→ **Exercise prompt**:
The response must consist of the lines below from the one with "Target: tire track" through the one with "point(300, 76)", exactly as they appear and with both ends kept.

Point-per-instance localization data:
□ □ □
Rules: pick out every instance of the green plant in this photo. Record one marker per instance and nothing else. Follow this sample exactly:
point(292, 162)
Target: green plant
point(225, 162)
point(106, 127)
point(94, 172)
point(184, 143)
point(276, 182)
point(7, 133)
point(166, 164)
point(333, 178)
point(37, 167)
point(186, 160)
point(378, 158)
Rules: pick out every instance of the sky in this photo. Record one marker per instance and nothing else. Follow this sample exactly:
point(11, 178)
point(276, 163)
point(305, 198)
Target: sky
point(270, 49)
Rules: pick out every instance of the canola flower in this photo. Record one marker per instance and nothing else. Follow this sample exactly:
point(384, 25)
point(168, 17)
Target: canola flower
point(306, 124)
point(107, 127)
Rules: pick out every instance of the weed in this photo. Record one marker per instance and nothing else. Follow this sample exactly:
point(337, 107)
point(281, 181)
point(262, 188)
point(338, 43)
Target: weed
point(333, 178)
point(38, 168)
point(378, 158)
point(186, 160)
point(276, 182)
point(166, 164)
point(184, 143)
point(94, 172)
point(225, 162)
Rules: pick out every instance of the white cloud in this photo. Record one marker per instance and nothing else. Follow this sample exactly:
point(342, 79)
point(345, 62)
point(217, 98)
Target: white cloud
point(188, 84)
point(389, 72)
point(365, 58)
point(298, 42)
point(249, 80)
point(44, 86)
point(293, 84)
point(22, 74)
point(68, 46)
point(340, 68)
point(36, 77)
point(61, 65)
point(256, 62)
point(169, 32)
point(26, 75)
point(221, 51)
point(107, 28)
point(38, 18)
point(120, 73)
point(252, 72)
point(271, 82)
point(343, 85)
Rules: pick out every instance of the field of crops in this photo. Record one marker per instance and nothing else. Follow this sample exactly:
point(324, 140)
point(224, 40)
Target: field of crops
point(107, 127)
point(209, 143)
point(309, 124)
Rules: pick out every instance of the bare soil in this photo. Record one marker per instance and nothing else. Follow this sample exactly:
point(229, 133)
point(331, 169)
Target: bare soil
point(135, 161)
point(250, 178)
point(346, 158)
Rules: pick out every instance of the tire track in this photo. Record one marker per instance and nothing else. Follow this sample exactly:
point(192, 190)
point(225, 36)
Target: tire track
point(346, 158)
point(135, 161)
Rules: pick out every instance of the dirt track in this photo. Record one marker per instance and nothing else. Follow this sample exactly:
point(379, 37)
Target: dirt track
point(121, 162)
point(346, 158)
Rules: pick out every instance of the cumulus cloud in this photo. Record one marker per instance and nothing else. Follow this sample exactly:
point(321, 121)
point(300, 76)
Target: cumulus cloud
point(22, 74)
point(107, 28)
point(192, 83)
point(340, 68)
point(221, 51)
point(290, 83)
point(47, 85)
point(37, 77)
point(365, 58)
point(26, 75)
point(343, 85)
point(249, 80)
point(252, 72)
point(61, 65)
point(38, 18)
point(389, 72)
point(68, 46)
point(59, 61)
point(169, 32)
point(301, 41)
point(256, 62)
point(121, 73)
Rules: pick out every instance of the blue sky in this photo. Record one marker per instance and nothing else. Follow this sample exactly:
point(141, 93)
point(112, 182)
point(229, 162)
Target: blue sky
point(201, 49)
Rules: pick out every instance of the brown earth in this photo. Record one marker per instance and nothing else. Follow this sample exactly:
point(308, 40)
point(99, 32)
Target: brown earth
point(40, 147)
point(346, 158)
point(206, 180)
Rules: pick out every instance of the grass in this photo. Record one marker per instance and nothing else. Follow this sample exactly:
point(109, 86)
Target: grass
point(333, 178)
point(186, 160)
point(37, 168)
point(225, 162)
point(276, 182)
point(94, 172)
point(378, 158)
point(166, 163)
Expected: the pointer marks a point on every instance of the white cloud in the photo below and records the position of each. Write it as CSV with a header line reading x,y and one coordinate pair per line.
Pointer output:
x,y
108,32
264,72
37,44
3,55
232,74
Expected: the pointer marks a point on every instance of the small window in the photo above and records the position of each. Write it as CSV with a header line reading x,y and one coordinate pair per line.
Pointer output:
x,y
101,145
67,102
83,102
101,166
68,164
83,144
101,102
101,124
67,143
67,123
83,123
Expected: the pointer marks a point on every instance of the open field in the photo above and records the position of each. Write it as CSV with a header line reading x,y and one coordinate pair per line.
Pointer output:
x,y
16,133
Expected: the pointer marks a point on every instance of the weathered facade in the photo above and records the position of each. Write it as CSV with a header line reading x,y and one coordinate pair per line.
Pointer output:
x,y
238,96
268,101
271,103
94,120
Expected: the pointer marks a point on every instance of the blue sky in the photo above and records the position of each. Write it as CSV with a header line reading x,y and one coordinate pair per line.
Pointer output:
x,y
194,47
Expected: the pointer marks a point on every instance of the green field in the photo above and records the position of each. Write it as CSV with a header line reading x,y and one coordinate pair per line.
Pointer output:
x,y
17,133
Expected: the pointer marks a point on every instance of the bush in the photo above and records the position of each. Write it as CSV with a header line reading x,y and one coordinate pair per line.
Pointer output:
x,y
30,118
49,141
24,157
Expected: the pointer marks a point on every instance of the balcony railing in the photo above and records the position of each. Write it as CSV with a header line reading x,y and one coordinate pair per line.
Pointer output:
□ □ □
→ **Your solution**:
Target: tire track
point(346, 158)
point(135, 161)
Rules: pick out every instance of the dirt track in this photo. Record one marker per instance and nothing else. Follow this sample exactly:
point(379, 37)
Target: dirt track
point(121, 162)
point(346, 158)
Rules: pick out every instance of the cumulus cloud in this photo. Record one marker per instance and nothing else. Follow this sample exactly:
point(321, 121)
point(300, 76)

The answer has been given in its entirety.